▶ Written problem A:
In the forum post on tarantula keeping, list every word that appears between asterisks.

▶ Page extract:
— begin —

I agree, chowser. Isn't this forum for everyone interested in tarantulas et al.? This may be also people who are thinking of getting a tarantula so they come here to get advice. From the horse's mouth, so to speak. If I didn't have the personality that I do have (dominant and rational), I would have taken offense at some people's comments on this thread. However, because I think most people who spout oop: are full of oop:, I make sure the oop: they spout is questioned. Yes, we know there are stickies and threads about the staples of tarantula keeping *BUT* if this is what people should be looking at *BEFORE* posting, then the interaction (i.e., the "living aspect" of this place) would be rendered redundant. *SOME* people forget that it's also important for the not-so-new hobbyists to go over what they know with new hobbyists as it fosters, underpins and solidifies their own learning and knowledge about keeping tarantulas. Not everyone can be considered an expect (sic.), like this guy: http://www.youtube.com/watch?v=D0y4PrjRnII (the guy's a silly arse if you ask me).

— end —

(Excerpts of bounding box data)
— begin —

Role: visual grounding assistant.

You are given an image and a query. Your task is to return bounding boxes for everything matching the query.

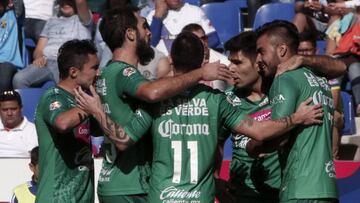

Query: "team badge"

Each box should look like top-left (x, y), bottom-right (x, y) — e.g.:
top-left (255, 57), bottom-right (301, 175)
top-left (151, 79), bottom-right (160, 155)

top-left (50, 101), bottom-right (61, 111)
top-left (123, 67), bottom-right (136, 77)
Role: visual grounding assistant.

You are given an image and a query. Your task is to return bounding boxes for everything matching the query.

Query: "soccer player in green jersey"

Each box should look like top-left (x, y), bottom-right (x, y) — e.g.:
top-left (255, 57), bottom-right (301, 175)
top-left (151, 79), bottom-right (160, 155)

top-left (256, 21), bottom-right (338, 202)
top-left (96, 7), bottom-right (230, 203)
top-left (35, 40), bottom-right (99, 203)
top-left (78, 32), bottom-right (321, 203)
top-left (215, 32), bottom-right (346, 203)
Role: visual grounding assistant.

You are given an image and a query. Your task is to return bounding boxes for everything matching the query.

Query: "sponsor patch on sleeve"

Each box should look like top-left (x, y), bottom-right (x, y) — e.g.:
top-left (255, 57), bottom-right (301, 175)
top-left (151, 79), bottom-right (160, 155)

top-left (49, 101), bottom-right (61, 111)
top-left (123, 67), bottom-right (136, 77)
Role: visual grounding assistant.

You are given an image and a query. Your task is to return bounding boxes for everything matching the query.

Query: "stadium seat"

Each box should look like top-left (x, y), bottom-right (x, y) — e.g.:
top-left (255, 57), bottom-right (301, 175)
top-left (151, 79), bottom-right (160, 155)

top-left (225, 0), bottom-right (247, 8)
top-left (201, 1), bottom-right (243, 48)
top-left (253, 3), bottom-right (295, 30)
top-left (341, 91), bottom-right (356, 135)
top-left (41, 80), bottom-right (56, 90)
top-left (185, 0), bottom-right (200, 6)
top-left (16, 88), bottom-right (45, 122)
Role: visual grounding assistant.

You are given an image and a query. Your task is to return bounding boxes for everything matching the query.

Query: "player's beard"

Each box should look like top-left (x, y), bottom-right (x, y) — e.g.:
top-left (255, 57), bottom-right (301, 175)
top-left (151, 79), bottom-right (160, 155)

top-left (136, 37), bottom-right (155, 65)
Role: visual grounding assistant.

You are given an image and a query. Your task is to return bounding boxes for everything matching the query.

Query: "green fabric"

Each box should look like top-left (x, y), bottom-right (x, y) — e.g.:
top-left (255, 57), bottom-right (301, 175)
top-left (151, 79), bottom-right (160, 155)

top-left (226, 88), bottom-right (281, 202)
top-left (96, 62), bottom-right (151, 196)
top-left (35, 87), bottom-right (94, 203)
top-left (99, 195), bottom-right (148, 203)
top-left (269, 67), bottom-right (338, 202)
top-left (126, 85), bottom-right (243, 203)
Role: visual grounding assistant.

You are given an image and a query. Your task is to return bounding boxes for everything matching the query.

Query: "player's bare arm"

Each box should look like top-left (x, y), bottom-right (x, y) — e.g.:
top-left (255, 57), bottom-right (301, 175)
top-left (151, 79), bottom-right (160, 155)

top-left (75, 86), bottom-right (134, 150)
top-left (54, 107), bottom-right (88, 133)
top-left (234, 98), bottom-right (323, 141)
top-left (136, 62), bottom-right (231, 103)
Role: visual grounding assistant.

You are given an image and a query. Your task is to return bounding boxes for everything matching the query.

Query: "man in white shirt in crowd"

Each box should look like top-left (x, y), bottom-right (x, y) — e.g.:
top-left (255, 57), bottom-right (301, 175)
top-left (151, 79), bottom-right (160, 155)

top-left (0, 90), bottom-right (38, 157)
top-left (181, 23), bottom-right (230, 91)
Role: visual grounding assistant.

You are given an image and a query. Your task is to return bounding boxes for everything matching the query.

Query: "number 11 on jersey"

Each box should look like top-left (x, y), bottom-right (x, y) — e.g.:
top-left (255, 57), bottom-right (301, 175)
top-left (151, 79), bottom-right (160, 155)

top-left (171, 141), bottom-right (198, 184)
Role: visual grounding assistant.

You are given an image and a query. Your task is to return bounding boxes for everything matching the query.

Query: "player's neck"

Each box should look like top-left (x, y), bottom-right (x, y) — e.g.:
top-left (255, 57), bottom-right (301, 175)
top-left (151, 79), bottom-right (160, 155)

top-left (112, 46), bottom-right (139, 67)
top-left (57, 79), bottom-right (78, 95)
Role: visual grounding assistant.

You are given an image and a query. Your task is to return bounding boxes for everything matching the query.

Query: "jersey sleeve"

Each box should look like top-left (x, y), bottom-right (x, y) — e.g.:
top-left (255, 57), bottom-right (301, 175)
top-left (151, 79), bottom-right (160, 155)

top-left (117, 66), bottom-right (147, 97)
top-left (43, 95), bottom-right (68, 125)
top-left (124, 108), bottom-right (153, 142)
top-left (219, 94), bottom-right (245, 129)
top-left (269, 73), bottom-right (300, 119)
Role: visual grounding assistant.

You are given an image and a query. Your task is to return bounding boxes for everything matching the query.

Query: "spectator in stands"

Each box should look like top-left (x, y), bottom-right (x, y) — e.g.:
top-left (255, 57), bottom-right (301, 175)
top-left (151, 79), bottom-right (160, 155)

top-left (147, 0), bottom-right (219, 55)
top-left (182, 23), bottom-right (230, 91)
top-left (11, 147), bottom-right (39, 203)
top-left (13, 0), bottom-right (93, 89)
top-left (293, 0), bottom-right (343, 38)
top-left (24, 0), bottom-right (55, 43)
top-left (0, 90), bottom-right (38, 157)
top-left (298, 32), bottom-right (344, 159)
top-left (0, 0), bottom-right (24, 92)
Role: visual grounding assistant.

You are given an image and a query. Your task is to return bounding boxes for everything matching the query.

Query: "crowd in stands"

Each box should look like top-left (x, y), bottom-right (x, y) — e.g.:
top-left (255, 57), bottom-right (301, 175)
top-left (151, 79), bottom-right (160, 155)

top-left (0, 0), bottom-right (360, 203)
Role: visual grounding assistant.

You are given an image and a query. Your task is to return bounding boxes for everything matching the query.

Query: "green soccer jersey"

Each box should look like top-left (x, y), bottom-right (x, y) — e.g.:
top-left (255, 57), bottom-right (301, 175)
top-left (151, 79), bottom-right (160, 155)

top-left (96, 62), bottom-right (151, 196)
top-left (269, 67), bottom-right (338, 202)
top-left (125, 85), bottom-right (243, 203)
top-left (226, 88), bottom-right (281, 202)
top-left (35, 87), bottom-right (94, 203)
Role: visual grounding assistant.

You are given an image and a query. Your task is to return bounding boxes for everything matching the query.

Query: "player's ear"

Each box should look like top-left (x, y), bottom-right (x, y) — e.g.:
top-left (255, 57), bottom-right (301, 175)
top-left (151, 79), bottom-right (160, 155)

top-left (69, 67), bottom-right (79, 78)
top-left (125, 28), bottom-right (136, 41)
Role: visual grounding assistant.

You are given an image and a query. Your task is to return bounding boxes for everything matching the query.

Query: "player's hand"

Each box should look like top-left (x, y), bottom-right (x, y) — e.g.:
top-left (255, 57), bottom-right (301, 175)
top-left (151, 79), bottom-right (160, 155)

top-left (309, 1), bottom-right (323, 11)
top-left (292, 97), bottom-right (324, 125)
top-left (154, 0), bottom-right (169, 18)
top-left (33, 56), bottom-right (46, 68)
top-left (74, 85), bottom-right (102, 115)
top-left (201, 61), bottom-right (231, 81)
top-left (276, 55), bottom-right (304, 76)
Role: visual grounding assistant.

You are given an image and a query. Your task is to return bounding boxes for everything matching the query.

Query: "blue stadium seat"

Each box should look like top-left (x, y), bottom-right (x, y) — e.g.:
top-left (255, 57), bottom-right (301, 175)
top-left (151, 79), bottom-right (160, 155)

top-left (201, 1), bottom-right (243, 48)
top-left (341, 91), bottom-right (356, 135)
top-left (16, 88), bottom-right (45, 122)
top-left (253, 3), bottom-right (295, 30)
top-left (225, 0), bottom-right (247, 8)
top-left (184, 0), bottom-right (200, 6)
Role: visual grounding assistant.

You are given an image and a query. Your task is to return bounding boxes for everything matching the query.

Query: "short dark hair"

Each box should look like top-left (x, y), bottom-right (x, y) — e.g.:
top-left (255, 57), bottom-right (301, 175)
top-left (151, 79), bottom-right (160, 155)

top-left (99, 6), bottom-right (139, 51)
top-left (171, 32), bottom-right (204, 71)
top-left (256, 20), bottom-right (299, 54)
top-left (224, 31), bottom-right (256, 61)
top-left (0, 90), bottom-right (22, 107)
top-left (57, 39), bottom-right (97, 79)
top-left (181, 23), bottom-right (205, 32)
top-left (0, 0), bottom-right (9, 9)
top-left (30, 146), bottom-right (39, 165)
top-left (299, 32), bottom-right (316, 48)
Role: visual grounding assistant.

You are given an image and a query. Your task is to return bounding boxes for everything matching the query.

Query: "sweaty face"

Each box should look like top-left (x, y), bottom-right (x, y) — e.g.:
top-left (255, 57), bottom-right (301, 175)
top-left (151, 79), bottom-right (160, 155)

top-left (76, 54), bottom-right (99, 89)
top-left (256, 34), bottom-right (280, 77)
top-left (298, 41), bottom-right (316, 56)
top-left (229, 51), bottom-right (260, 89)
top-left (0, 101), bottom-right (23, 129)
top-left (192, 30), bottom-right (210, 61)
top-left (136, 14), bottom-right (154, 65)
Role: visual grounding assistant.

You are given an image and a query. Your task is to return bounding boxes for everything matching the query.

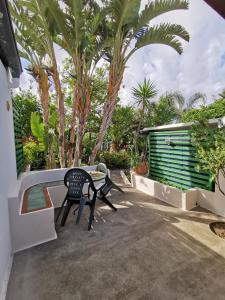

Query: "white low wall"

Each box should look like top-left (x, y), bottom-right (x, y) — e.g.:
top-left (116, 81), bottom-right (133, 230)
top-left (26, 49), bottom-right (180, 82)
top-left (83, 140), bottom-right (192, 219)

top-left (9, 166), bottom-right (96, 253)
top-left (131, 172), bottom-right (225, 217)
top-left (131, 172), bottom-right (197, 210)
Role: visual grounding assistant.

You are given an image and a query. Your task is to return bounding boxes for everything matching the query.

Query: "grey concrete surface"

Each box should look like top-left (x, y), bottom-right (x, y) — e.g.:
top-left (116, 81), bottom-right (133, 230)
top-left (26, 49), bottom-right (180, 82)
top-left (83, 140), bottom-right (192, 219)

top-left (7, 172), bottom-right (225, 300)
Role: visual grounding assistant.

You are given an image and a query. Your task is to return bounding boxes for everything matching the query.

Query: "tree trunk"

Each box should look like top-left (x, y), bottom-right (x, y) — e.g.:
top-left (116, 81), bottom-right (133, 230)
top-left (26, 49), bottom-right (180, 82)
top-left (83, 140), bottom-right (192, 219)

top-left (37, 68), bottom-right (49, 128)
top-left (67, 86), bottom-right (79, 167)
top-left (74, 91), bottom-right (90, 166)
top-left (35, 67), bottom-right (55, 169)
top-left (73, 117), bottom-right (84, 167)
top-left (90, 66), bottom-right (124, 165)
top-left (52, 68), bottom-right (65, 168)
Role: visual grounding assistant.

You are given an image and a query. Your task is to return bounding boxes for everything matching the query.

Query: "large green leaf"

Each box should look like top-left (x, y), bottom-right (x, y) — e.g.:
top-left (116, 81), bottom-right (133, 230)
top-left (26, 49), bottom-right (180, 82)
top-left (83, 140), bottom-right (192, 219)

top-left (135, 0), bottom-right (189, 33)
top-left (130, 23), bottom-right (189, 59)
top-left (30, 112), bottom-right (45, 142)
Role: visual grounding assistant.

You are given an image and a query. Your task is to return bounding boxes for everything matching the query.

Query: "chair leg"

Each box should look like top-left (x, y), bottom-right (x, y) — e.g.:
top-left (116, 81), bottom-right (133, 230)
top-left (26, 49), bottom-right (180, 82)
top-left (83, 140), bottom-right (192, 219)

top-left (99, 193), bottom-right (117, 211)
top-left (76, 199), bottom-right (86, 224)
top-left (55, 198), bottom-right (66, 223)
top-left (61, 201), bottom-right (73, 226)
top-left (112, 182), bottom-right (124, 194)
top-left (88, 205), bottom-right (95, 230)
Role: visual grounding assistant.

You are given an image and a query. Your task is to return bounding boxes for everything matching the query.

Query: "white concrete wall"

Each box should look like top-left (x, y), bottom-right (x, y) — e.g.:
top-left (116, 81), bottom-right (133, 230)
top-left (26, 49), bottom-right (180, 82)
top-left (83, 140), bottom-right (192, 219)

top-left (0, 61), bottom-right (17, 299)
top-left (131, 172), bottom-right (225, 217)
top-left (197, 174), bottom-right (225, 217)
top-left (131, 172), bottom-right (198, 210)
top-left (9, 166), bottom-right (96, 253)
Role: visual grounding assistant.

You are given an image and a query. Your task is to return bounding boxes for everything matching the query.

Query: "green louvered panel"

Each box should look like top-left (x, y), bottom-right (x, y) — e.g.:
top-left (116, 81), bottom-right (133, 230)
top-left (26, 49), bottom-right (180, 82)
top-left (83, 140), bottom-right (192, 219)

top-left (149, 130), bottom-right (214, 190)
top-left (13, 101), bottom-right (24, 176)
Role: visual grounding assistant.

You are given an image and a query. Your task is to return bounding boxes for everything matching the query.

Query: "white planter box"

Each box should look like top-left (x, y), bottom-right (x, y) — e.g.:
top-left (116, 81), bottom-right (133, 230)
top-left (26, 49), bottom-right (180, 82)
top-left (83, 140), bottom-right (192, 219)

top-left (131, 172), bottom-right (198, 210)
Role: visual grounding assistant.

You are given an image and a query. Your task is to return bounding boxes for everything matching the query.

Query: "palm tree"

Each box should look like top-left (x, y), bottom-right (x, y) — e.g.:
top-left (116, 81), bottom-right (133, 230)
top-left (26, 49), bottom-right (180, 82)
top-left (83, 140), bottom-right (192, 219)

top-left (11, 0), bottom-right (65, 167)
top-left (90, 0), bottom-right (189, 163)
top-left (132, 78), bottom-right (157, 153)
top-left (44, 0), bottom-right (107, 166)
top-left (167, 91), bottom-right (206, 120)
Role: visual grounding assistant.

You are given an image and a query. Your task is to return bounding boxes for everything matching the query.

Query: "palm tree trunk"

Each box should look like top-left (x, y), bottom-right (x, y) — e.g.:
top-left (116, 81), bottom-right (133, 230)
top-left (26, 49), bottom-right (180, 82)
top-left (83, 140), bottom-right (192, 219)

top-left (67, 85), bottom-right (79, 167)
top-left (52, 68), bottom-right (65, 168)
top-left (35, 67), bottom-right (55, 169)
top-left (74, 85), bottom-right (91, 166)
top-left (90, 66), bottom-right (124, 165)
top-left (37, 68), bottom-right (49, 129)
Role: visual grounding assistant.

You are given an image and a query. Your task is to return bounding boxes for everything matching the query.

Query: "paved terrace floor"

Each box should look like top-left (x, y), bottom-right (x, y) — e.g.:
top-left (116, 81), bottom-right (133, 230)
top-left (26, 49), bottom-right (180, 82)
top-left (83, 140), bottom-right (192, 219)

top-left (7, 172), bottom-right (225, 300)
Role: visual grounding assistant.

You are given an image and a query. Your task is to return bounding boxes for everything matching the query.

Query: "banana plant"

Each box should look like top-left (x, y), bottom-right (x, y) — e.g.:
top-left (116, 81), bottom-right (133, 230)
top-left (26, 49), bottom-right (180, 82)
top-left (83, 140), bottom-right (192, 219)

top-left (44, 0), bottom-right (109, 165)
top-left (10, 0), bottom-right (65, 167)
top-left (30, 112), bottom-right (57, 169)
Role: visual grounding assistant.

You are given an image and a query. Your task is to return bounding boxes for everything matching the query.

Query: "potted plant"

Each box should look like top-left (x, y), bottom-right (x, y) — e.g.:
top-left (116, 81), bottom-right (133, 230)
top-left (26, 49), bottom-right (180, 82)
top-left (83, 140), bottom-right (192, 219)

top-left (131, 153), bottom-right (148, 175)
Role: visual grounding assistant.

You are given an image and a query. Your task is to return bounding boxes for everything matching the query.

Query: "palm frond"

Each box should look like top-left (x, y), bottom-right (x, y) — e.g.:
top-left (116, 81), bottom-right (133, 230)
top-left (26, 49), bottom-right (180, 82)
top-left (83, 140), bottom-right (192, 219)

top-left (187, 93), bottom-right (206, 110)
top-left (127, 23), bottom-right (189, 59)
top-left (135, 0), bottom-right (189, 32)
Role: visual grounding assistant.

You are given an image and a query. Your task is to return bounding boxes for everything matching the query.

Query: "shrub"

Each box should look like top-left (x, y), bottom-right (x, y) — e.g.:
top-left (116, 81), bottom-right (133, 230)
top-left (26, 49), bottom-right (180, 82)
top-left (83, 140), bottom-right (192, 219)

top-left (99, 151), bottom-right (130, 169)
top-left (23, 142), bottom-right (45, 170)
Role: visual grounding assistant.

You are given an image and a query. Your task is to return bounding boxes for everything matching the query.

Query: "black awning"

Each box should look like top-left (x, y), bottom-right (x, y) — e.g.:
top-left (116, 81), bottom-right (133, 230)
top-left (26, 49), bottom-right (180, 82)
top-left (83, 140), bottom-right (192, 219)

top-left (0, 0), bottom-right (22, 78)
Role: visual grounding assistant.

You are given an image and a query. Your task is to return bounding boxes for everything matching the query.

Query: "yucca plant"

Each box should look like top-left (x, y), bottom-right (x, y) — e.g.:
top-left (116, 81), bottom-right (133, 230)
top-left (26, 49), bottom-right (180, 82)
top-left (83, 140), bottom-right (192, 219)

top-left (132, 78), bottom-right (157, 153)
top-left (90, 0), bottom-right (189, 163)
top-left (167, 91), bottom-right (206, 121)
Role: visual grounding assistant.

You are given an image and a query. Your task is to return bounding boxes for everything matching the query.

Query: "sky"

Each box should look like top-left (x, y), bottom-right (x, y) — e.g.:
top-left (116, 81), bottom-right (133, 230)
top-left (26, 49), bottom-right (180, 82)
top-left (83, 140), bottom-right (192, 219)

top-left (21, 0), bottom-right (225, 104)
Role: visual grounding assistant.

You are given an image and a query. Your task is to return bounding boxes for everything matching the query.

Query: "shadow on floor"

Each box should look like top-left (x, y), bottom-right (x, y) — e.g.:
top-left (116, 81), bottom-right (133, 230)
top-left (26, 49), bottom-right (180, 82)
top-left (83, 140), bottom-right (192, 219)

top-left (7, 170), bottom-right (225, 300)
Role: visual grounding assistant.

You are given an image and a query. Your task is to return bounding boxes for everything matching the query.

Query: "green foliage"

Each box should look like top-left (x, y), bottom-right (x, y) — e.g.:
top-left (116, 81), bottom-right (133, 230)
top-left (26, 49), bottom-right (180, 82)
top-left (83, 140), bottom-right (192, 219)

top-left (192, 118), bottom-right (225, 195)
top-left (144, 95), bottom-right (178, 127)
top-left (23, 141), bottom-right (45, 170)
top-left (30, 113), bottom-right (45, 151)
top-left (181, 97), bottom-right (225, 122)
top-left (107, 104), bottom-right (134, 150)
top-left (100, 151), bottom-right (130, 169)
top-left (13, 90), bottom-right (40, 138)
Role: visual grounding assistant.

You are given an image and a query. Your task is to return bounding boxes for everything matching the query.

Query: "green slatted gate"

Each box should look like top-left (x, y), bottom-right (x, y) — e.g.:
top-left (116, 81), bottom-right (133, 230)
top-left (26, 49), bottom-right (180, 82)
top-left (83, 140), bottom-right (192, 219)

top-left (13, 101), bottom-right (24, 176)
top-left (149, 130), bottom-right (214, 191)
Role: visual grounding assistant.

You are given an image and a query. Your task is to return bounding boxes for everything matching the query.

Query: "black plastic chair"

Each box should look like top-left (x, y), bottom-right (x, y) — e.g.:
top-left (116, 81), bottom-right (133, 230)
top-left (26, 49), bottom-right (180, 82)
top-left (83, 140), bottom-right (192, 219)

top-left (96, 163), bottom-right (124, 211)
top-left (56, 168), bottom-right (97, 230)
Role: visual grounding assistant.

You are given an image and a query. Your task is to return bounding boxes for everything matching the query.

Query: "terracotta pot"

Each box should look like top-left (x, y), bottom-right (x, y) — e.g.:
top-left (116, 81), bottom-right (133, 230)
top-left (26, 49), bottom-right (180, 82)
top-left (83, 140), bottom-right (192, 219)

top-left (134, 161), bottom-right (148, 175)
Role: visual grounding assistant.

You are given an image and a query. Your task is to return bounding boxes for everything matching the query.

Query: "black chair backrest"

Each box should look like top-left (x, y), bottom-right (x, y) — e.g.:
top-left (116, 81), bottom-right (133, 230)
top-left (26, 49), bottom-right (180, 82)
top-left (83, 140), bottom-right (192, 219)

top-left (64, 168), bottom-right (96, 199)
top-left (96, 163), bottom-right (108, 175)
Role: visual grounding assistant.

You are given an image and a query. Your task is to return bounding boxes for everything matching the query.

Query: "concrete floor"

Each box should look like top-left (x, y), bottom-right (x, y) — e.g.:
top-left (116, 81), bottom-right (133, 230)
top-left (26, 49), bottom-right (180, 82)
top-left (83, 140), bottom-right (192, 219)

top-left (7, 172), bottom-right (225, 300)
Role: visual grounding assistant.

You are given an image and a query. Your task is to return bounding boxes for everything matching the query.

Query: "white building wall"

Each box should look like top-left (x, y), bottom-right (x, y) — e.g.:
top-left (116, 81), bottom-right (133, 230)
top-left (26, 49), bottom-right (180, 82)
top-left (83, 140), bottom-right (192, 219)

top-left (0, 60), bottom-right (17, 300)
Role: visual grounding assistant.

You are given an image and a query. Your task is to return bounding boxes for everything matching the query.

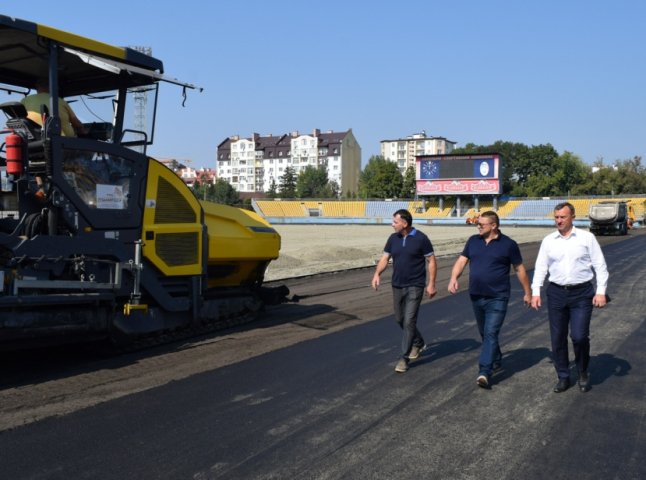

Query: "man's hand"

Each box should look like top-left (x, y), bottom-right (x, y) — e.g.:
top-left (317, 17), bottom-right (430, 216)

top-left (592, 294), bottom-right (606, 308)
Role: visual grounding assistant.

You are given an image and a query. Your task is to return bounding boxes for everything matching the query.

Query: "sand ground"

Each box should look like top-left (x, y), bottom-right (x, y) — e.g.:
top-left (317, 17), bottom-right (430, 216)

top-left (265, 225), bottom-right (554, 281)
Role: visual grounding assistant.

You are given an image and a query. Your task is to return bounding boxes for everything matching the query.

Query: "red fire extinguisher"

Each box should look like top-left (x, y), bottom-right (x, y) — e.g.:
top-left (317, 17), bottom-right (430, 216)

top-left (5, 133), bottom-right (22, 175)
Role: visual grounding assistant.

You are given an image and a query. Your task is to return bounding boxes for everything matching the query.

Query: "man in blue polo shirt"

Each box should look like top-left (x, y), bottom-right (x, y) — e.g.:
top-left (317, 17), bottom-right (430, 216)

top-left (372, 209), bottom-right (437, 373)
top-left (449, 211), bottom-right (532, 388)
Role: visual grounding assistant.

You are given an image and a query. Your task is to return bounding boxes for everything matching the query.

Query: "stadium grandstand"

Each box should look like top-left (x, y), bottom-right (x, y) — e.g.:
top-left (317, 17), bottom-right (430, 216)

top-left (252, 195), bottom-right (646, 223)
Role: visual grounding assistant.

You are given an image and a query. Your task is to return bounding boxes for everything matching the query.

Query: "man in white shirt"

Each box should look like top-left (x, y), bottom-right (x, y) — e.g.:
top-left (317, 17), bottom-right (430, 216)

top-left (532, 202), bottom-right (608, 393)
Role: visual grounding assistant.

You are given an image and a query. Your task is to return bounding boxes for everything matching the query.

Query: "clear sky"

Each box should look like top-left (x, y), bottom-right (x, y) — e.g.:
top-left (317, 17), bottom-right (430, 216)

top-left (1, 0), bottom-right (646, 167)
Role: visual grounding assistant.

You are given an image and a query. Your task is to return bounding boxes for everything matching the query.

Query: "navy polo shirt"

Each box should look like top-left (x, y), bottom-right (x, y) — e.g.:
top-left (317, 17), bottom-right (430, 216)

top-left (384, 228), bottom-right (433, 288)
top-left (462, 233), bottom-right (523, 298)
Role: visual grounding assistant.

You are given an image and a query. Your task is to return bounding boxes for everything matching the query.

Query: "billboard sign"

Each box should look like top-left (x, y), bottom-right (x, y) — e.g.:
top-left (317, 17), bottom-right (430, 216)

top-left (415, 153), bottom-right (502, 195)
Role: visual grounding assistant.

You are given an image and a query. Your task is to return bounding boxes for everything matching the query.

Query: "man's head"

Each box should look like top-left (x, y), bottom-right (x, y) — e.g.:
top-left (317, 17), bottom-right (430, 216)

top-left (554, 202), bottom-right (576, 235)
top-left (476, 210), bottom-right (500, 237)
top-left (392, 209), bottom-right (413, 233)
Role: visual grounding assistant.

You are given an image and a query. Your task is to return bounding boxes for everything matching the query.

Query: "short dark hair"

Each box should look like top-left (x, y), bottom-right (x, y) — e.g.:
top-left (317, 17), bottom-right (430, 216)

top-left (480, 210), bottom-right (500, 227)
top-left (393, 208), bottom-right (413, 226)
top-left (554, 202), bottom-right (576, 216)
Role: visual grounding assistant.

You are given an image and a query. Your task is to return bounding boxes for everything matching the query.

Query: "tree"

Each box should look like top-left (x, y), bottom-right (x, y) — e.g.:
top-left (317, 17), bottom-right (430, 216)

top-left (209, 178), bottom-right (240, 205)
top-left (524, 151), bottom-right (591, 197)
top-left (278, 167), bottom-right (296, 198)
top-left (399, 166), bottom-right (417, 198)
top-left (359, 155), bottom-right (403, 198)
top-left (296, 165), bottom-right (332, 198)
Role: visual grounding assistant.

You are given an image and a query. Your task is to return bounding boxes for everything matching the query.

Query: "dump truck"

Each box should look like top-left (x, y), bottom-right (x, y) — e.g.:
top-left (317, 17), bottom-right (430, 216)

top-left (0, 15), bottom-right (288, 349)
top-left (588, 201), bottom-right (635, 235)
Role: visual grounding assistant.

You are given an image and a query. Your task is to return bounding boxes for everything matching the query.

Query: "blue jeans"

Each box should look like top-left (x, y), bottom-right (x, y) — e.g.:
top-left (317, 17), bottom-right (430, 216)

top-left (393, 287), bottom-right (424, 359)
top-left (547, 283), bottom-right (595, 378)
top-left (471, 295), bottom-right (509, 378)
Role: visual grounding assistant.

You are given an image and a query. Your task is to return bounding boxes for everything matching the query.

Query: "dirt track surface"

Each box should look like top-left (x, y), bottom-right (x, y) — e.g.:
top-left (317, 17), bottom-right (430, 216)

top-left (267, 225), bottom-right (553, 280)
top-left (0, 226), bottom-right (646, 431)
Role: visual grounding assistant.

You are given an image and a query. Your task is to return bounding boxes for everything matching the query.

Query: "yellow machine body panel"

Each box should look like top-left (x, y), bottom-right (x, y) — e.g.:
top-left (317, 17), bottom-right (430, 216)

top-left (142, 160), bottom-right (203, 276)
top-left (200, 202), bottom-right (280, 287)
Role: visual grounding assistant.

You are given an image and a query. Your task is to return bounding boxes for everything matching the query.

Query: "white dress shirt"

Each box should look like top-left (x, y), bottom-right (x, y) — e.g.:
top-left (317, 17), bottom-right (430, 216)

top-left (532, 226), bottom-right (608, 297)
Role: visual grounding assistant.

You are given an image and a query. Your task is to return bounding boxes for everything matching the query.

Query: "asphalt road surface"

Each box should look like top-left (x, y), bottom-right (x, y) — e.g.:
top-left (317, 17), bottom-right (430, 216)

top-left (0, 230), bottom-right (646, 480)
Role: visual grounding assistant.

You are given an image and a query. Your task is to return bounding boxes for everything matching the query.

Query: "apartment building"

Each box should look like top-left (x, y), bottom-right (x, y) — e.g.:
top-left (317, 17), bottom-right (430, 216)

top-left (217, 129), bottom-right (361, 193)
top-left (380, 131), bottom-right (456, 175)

— end —

▶ Written problem B:
Convert everything in the records from the start down to the line containing "top-left (215, 32), bottom-right (346, 203)", both ends included, into a numbered list. Omit blank lines and leave the pictures out.

▶ Problem solution A:
BUT
BEFORE
SOME

▶ Problem solution B:
1. Role: visual grounding assistant.
2. You are given an image and a query. Your task is to return bounding boxes for everything matching the query.
3. Query: "team badge"
4. Each box should look like top-left (x, y), bottom-right (x, y) — e.g.:
5. top-left (255, 57), bottom-right (301, 175)
6. top-left (151, 79), bottom-right (160, 155)
7. top-left (50, 101), bottom-right (61, 111)
8. top-left (123, 67), bottom-right (136, 77)
9. Role: visual grounding assistant.
10. You are given an image and a query. Your task is to return bounding boxes for everything matching the query.
11. Query: "soccer player in green jersey"
12. Each box should look like top-left (x, y), bottom-right (x, y) — e.g.:
13. top-left (255, 57), bottom-right (301, 175)
14. top-left (151, 79), bottom-right (160, 155)
15. top-left (256, 21), bottom-right (338, 202)
16. top-left (96, 7), bottom-right (230, 203)
17. top-left (35, 40), bottom-right (99, 203)
18. top-left (78, 32), bottom-right (321, 203)
19. top-left (215, 32), bottom-right (346, 203)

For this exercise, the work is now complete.